◆ TRY IT
Copy all data exactly. Skip pictures.

:: DATASET ::

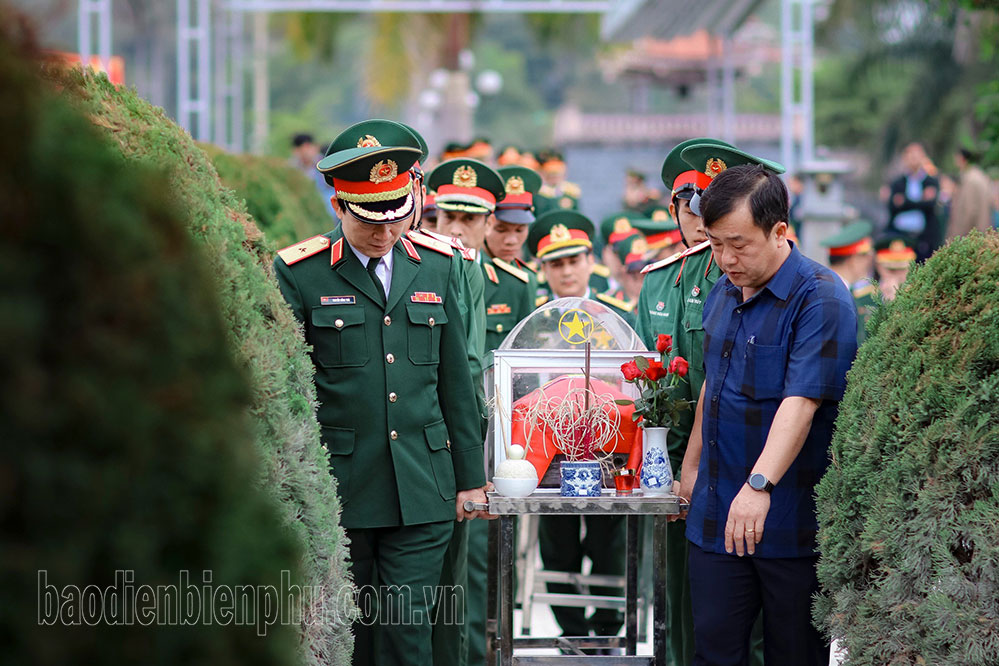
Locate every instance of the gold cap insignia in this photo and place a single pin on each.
(714, 167)
(560, 233)
(515, 185)
(465, 176)
(383, 171)
(622, 225)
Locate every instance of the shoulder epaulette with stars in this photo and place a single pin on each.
(518, 273)
(616, 302)
(679, 255)
(423, 240)
(304, 249)
(601, 270)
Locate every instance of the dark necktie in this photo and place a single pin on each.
(372, 264)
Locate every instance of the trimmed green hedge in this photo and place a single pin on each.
(280, 199)
(125, 421)
(909, 509)
(268, 344)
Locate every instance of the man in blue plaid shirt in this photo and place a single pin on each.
(780, 335)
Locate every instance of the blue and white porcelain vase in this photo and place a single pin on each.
(580, 478)
(657, 474)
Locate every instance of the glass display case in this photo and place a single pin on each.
(545, 354)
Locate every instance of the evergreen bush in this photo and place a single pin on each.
(909, 508)
(283, 202)
(267, 342)
(124, 412)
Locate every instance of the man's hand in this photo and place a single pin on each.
(475, 495)
(684, 488)
(745, 520)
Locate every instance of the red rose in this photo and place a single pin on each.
(630, 371)
(655, 371)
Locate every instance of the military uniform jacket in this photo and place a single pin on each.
(397, 408)
(509, 297)
(672, 302)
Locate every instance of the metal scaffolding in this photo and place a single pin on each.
(88, 12)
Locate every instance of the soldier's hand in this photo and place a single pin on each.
(475, 495)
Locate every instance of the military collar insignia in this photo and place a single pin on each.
(714, 166)
(384, 171)
(560, 233)
(515, 185)
(464, 176)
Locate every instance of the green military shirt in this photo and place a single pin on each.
(865, 297)
(672, 303)
(386, 376)
(509, 297)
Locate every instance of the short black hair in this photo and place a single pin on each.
(765, 191)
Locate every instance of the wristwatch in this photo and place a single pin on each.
(759, 482)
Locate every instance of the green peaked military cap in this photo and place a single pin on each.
(711, 159)
(674, 165)
(560, 233)
(368, 164)
(852, 239)
(358, 148)
(466, 185)
(521, 185)
(631, 251)
(617, 226)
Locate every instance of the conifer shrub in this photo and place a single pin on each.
(283, 202)
(266, 340)
(909, 508)
(125, 418)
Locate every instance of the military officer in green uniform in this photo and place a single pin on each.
(381, 318)
(509, 297)
(562, 242)
(671, 302)
(893, 257)
(851, 257)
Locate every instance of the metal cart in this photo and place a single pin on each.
(499, 630)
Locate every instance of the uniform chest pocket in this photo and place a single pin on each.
(425, 333)
(763, 377)
(338, 338)
(693, 316)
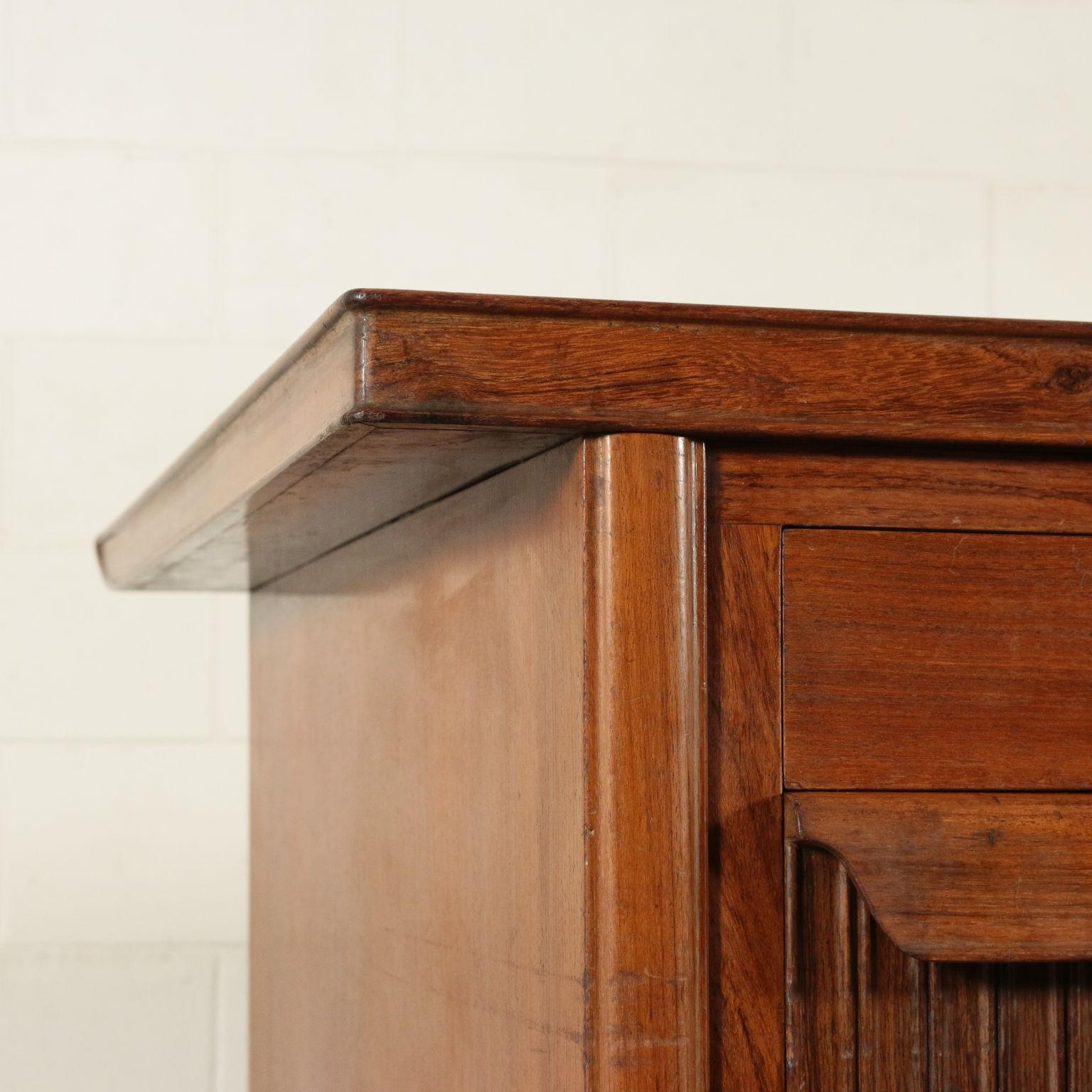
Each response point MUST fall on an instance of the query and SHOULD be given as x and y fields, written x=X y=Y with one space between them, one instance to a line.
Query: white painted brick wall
x=186 y=183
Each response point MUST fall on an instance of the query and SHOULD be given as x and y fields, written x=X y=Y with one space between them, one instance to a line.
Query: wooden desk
x=658 y=697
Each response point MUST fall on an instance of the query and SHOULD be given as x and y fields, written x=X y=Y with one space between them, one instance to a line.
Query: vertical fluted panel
x=820 y=995
x=892 y=1012
x=1031 y=1028
x=864 y=1017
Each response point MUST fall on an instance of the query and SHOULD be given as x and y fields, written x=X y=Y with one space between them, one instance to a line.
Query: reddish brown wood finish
x=1031 y=1027
x=419 y=886
x=478 y=794
x=719 y=372
x=892 y=1012
x=962 y=1028
x=746 y=876
x=937 y=661
x=564 y=367
x=900 y=1024
x=646 y=819
x=912 y=487
x=963 y=876
x=821 y=1033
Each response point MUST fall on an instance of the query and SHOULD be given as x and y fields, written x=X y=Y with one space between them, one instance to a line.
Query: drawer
x=937 y=660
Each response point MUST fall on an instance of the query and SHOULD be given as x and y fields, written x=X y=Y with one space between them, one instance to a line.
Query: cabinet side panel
x=417 y=878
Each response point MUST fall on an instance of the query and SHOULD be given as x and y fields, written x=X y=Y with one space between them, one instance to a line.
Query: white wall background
x=185 y=185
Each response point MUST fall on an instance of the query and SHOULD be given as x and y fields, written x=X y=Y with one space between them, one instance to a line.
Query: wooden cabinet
x=658 y=697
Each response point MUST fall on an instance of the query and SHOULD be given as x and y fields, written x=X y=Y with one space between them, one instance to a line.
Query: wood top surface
x=393 y=399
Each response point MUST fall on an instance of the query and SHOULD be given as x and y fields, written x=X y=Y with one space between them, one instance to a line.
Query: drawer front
x=937 y=660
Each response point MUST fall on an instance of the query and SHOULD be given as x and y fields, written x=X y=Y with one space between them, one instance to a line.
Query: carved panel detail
x=864 y=1017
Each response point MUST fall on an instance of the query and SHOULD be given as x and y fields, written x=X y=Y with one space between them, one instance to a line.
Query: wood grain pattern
x=568 y=367
x=892 y=1012
x=909 y=487
x=646 y=737
x=746 y=831
x=1031 y=1028
x=919 y=1027
x=417 y=880
x=820 y=1007
x=962 y=1028
x=725 y=377
x=1079 y=1027
x=963 y=876
x=478 y=790
x=937 y=661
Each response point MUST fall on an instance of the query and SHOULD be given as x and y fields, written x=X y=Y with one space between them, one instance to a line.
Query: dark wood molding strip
x=536 y=372
x=646 y=818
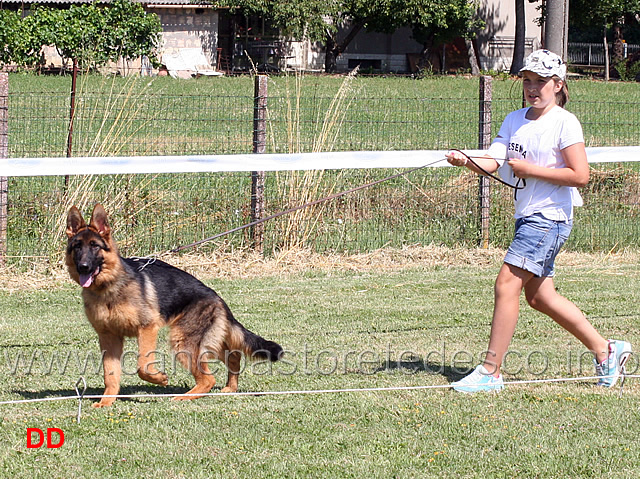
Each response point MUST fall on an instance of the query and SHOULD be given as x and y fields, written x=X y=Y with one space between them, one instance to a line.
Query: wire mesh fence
x=154 y=213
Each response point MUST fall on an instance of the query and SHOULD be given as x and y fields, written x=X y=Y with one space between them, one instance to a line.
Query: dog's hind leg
x=232 y=361
x=199 y=368
x=147 y=339
x=111 y=346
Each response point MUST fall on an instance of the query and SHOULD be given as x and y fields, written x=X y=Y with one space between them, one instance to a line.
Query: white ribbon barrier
x=264 y=162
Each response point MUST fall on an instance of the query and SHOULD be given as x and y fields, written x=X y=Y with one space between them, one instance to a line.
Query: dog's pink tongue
x=86 y=280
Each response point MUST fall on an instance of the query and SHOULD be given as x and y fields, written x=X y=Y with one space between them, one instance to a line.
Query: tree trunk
x=520 y=37
x=606 y=56
x=331 y=55
x=473 y=60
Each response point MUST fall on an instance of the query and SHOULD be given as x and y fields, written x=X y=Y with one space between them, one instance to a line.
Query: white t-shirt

:::

◆ REPLY
Locate every instance of the gold cap insignia in this photo and place a single pin on each.
(714, 167)
(560, 233)
(515, 185)
(465, 176)
(383, 171)
(622, 225)
Locate every instance of the shoulder epaulette with stars in this photo and place a single pin on each.
(518, 273)
(616, 302)
(679, 255)
(423, 240)
(304, 249)
(601, 270)
Locate every instance of the dark necktie in this photo and place a single pin on each.
(372, 264)
Locate every instance of the trimmed green hedge in this photo and place a single pin on each.
(280, 199)
(125, 421)
(909, 509)
(268, 344)
Locate every instance of the man in blue plaid shirt in this photo and place a single pin on each.
(780, 335)
Locate every instance of the blue and white porcelain vase in this photo and place a single pin on each.
(580, 478)
(657, 474)
Locate every instance of the glass display case in this photo and place a single pin on each.
(545, 354)
Locate every instance of the evergreen bush in this photo and place a single pin on each.
(909, 508)
(283, 202)
(267, 342)
(124, 412)
Locate every instance of the man's hand in this photo and place a single pin on each.
(475, 495)
(684, 488)
(745, 520)
Locate every instance of the red rose in this photo and place a single pin on each.
(630, 371)
(655, 371)
Locate every instance of the military uniform jacket in this photo and place a single pin on each.
(397, 408)
(509, 297)
(672, 302)
Locate every instance of the metal scaffolding in this photo and place a single pin on each.
(88, 12)
Locate every instance of the soldier's hand in this photo and place a single pin on each.
(475, 495)
Locate every instance of the military collar insignia in this photo and place a single pin on each.
(714, 166)
(384, 171)
(560, 233)
(515, 185)
(464, 176)
Locate every instance of the green military shirt in this photo and place a single pin on each.
(865, 297)
(672, 303)
(386, 376)
(509, 297)
Locate every instance of the short black hair in this photo and place a single pin on each.
(765, 191)
Locate every instance of the wristwatch in this photo and place a single pin on each.
(759, 482)
Locate every instance of the green peaked military cap in this photo and place a single pin on each.
(711, 159)
(674, 165)
(560, 233)
(368, 164)
(852, 239)
(358, 148)
(466, 185)
(521, 185)
(631, 251)
(617, 226)
Locate every instance of the conifer shrub in this photo and place a single pin on each.
(283, 202)
(266, 340)
(909, 508)
(125, 418)
Locate every instance of the military officer in green uniform in this photo and place a single pin on each.
(381, 318)
(509, 297)
(562, 242)
(671, 302)
(893, 257)
(851, 257)
Locate every instance of the metal cart in this photo and place a single pin on each.
(499, 630)
Locate every instance of the uniform chest pocket in this photo and place a single pin on each.
(425, 333)
(763, 377)
(338, 338)
(693, 316)
Each response point MUST fall on an instance of the query and SHOULD be given as x and y fields, written x=X y=Y with one space between them, one instance to a line.
Query: white painted brick wall
x=186 y=183
Each response point MUST fall on an instance of the query and SHOULD be given as x and y fields, written x=X y=Y with one space between them, one instance to a line.
Query: wooden desk
x=658 y=697
Each response point MUST fall on an instance of the query and SHOULD be given as x and y fields, written x=X y=Y with one space between them, one instance to a line.
Query: vertical fluted panel
x=820 y=995
x=892 y=1012
x=1031 y=1028
x=864 y=1017
Each response point MUST fall on an instance of the query and SHOULD be given as x and y fields, written x=X y=Y with one space between them, one instance to a line.
Query: reddish brown wood finish
x=1031 y=1027
x=419 y=886
x=478 y=794
x=719 y=372
x=892 y=1012
x=962 y=1028
x=746 y=876
x=937 y=661
x=564 y=367
x=900 y=1024
x=646 y=819
x=912 y=487
x=963 y=876
x=821 y=1033
Each response point MUST fall on an instance of the query and SHOULD be given as x and y fields, written x=X y=Y with one space between them, one instance to a line.
Query: drawer
x=937 y=660
Each response point MUST fall on an instance of the query and SHOULD be given as x and y fields, written x=X y=Y with one space between them, one instance to a line.
Query: cabinet side panel
x=417 y=878
Each response point MUST fall on an instance of the query and SHOULD be given as x and y fields, written x=X y=Y with one space between them, one instance to a line.
Query: white wall background
x=185 y=185
Each response point MUST fall on an instance of the query and SHOULD be given as x and y fields, written x=X y=Y with one space between them, one instance to a line.
Query: wooden cabinet
x=658 y=697
Each response point MUST fall on an instance of the query and SHOULD be given as x and y fields, written x=X y=Y with one space between them, one instance to a line.
Query: wood top surface
x=393 y=399
Each response point MUST fall on an instance of the query and SHOULD be given as x and y fields, written x=X y=Y with one space between them, one instance to a line.
Query: drawer front
x=937 y=660
Each response point MUST fall on an instance of the query and SHOULD be given as x and y fields, written x=X y=Y with one space between them, one instance to a line.
Query: carved panel detail
x=864 y=1017
Each response point MUST fall on an instance of the query and SHOULD be given as x and y fields, written x=X y=Y with one space between them, one instance to a line.
Query: wood grain pattern
x=568 y=367
x=892 y=1012
x=909 y=487
x=646 y=737
x=746 y=831
x=1031 y=1028
x=919 y=1027
x=417 y=880
x=820 y=1007
x=962 y=1028
x=725 y=377
x=1079 y=1027
x=963 y=876
x=478 y=790
x=937 y=661
Each response point MUST fall on an instance of the query and SHOULD be given as x and y fields, written x=X y=Y with one space between them, one instance to a line.
Query: dark wood molding strip
x=536 y=372
x=646 y=818
Each response point MUST fall on an instance of the query and SHOULD be given as x and y fields, written x=X y=Y with one space between them, one instance to a line.
Query: wire mesh fence
x=154 y=213
Each response point MUST fall on an instance of the query and SHOULD be given as x and y fields, written x=X y=Y with one space between them, one instance to a line.
Query: dog's hind leg
x=232 y=361
x=199 y=368
x=147 y=339
x=111 y=346
Each response point MUST fall on an instance of the query and SHOULD be given as x and y fields, written x=X y=Y with one space between them, one instance to a line.
Query: white ribbon barrier
x=264 y=162
Each response point MUST fall on an instance of the query and SHOULD be given as x and y fields, written x=X y=Y with one space between them, one instance to a line.
Query: dog's pink tongue
x=86 y=280
Each response point MUST fall on an instance of the query and SHOULD be given as x and y fields, written x=X y=Y with one space between them, one instance to a line.
Query: tree trunk
x=520 y=37
x=606 y=56
x=331 y=55
x=473 y=60
Each response point MUST fall on an instance of the query and SHOULD be given as x and y fields, written x=X y=Y with one space between them, one instance to a line.
Query: white t-shirt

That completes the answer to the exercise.